▸ **Given instruction**
Lay out the stretch of records from the line containing "Please outline the cluster" through the line containing "[188,260,252,304]", both included, as a Markdown table with the columns Row and Line. Number each line in Row, and leave out blank lines.

▸ **Data in this exercise**
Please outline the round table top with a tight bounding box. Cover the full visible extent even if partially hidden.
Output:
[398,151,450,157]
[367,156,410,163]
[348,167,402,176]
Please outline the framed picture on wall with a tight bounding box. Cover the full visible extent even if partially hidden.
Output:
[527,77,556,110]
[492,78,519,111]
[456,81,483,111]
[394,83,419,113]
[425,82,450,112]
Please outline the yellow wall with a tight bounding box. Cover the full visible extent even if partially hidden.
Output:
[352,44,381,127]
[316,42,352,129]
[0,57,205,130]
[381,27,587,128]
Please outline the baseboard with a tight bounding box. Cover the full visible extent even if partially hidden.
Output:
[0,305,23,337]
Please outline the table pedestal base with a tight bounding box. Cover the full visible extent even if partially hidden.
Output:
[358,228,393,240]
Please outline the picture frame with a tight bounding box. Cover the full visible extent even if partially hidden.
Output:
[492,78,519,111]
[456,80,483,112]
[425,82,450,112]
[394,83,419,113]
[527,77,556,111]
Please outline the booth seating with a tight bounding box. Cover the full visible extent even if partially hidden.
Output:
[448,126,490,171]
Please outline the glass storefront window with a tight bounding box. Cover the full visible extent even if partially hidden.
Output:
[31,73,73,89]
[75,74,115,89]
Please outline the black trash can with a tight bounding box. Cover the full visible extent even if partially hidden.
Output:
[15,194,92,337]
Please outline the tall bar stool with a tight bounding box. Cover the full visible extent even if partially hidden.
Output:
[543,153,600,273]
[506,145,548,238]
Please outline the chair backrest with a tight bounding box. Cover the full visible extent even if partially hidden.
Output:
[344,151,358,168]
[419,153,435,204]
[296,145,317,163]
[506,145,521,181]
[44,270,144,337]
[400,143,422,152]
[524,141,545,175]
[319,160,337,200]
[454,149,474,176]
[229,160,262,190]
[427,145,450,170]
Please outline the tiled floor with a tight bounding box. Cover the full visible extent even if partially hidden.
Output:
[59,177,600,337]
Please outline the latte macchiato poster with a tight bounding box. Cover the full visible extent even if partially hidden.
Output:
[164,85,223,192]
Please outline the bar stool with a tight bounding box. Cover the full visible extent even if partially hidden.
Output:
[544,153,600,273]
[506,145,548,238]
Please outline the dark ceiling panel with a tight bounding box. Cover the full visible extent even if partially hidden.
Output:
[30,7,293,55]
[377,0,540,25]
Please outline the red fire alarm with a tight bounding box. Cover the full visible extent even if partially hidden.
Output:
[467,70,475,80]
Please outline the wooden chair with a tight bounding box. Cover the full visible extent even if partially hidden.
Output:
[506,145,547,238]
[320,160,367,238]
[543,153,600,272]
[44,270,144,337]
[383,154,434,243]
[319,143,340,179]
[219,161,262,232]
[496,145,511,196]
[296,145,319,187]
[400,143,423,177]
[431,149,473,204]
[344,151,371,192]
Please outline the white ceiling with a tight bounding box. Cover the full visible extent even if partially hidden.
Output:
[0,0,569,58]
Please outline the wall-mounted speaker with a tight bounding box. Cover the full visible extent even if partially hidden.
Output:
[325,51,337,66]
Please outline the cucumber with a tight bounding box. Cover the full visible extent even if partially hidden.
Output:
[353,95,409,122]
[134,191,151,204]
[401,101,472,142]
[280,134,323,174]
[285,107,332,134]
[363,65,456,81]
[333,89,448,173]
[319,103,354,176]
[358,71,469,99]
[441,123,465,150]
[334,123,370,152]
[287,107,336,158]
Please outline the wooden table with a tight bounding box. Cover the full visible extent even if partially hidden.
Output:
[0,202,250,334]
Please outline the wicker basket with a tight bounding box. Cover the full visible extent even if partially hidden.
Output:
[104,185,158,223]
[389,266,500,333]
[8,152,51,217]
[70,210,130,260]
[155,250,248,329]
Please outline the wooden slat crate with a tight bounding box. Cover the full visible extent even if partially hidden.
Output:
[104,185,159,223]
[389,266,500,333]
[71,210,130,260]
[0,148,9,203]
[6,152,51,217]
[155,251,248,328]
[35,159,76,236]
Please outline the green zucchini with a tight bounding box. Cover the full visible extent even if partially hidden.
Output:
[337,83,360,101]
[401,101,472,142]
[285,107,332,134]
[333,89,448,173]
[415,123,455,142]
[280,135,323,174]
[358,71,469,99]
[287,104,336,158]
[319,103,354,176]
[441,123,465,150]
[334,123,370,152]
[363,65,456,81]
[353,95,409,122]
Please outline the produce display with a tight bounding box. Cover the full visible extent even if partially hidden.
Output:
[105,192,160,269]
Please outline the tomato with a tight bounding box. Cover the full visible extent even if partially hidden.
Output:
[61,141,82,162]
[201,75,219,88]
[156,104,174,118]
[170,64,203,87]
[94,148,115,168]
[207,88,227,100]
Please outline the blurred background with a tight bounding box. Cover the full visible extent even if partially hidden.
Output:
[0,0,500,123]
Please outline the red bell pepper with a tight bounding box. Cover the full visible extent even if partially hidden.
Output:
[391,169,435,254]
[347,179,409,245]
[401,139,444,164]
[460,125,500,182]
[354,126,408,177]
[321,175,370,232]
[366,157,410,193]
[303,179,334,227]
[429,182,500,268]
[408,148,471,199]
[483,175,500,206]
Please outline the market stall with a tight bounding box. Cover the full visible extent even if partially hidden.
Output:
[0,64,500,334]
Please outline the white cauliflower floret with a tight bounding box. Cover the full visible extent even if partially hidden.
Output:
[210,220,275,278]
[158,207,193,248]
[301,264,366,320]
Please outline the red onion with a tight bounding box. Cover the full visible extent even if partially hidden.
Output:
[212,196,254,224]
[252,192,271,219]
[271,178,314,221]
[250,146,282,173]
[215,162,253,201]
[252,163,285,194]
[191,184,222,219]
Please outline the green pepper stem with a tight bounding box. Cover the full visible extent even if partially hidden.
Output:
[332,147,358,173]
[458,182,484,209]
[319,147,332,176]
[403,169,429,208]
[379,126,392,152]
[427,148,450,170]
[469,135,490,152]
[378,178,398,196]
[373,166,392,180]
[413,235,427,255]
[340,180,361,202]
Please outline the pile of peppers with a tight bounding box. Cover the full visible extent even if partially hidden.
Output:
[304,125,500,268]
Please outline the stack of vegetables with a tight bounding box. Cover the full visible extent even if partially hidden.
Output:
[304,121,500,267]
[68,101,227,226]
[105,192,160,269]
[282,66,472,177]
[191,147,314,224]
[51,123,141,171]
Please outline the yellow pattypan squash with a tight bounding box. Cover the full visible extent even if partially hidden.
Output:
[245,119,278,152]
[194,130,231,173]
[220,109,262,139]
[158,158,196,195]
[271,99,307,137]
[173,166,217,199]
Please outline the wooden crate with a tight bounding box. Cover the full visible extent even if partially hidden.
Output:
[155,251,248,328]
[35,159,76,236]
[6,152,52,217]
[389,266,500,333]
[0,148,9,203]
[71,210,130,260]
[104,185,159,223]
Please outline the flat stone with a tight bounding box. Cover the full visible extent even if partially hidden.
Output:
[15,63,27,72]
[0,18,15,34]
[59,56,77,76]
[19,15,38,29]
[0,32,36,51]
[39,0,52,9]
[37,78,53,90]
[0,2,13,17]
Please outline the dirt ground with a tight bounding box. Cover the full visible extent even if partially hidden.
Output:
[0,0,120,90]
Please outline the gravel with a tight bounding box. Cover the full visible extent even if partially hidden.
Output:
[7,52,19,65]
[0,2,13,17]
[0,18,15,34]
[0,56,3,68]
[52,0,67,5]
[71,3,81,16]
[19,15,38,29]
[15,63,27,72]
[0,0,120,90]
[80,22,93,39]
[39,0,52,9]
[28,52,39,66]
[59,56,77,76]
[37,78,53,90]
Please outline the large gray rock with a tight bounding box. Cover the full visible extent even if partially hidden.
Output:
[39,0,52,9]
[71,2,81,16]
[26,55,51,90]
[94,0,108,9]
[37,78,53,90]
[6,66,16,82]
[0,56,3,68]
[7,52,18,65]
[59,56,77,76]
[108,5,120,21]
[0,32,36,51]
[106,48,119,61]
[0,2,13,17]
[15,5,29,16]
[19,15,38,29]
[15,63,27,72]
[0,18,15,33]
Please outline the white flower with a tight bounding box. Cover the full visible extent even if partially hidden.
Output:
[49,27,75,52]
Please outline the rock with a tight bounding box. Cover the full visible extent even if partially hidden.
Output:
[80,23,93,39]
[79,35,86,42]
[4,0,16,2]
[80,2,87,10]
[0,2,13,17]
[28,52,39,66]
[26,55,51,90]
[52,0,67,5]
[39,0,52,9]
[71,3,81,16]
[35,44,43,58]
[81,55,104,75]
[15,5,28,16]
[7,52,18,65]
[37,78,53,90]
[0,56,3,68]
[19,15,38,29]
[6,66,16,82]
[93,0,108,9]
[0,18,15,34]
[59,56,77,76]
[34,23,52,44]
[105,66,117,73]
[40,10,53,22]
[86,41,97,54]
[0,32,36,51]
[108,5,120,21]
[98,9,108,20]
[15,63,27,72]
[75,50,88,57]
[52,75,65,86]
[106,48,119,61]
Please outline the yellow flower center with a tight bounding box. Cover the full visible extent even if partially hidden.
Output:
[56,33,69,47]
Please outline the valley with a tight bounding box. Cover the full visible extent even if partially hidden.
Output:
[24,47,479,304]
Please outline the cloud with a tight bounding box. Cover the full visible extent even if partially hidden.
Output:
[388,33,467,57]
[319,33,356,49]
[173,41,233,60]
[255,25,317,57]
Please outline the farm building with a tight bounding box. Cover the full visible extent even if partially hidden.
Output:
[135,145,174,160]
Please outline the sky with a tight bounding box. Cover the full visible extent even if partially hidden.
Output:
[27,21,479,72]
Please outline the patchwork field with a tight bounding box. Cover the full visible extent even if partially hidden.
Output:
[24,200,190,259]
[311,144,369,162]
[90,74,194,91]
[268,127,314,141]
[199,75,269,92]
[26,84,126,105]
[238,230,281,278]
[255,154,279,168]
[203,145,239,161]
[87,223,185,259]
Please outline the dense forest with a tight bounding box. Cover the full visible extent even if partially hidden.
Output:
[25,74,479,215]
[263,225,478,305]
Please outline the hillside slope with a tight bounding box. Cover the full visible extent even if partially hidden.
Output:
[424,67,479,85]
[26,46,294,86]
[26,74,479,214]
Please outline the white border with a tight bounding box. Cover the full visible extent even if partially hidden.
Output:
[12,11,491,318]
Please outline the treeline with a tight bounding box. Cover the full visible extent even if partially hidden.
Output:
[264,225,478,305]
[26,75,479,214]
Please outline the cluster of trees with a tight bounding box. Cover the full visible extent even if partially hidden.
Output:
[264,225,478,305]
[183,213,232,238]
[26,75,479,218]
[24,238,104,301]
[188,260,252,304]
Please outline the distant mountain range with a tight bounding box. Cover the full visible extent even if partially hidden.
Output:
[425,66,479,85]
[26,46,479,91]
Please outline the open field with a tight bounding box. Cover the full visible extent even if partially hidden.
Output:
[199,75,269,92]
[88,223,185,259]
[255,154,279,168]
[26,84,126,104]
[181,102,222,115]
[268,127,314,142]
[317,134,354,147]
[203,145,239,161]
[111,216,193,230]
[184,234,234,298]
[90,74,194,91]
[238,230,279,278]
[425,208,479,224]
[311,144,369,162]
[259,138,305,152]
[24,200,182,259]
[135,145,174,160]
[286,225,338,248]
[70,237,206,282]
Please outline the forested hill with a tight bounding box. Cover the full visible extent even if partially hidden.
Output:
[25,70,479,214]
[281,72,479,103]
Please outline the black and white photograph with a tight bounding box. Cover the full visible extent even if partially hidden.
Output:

▸ **Answer to the task**
| Row | Line |
|---|---|
| 1 | Please outline the cluster of trees with a tight bounding box. Cover the full visible extent even if partially hidden. |
| 2 | Output: |
| 3 | [264,225,478,305] |
| 4 | [183,213,232,238] |
| 5 | [26,75,479,218] |
| 6 | [24,238,104,301] |
| 7 | [188,260,252,304] |